Comment est née cette idée de vous lancer dans votre premier film en costumes en adaptant un passage de Jacques le Fataliste de Diderot ?
Emmanuel Mouret : Je ne m’étais jamais autorisé à faire un film en costumes. C’est mon producteur Frédéric Niedermayer qui m’y a incité. Sans doute pour ce goût de la langue qu’on retrouve dans mes films et qui pouvait apparaître plus naturel dans un long métrage en costumes que contemporain. J’ai alors tout de suite pensé à Jacques le Fataliste que je connaissais bien et avais depuis longtemps dans un coin de ma tête comme une possible adaptation.
Jusqu’au milieu des années 90, le film en costumes était l’un des piliers du cinéma français avec la comédie avant de se retrouver aujourd’hui réduit à peau de chagrin. Pourquoi vous étiez-vous interdit de même penser en réaliser un ?

À FAIRE:
1. Dans l'entretien avec Emmanuel Mouret, qui l'a poussé à tourner un film en costumes ?
2. Poursuivez l'entretien avec Emmanuel Mouret à partir de la dernière question posée.

Lignes d'un jeu de données de pointage d'objets:
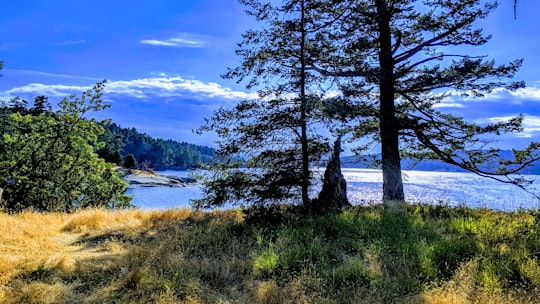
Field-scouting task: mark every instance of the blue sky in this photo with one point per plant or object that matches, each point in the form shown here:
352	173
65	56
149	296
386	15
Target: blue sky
163	60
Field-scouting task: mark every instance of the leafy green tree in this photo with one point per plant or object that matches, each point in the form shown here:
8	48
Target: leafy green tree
50	164
130	162
395	59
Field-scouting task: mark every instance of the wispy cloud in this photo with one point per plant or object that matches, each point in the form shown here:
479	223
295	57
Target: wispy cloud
180	40
145	89
46	74
531	124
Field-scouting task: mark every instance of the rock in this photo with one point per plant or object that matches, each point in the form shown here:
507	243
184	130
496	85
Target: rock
157	180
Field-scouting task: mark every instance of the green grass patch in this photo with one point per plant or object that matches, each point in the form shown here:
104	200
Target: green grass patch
420	254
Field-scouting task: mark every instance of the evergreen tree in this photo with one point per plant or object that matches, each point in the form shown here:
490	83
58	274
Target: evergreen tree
395	59
269	143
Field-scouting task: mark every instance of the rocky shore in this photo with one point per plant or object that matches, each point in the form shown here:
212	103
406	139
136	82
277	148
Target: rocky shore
137	178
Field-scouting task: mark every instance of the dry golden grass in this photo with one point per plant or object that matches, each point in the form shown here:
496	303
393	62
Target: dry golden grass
187	256
60	245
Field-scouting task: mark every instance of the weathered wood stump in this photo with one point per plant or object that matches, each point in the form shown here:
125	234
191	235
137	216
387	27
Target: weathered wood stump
333	195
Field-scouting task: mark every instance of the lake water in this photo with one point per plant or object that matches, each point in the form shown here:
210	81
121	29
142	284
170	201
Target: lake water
364	186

RÉPONSES ATTENDUES:
1. Son producteur, Frédéric Niedermayer.

2.
Pour moi, film en costumes rimait forcément avec gros budget. Ce qui freinait forcément mon imagination tout comme le fait de ne me pas me sentir un spécialiste de la chose historique. Il fallait que quelqu’un me pousse à le faire pour vaincre mes inhibitions. Ça me rappelle ce que j’avais vécu en rentrant à la FEMIS. J’étais tremblant de peur et n’osais parler à personne par peur qu’on se rende compte que je n’étais qu’une imposture au milieu d’eux ! (rires)
Qu’est-ce qui vous a guidé dans ce travail d’adaptation d’un texte du 18ème siècle ?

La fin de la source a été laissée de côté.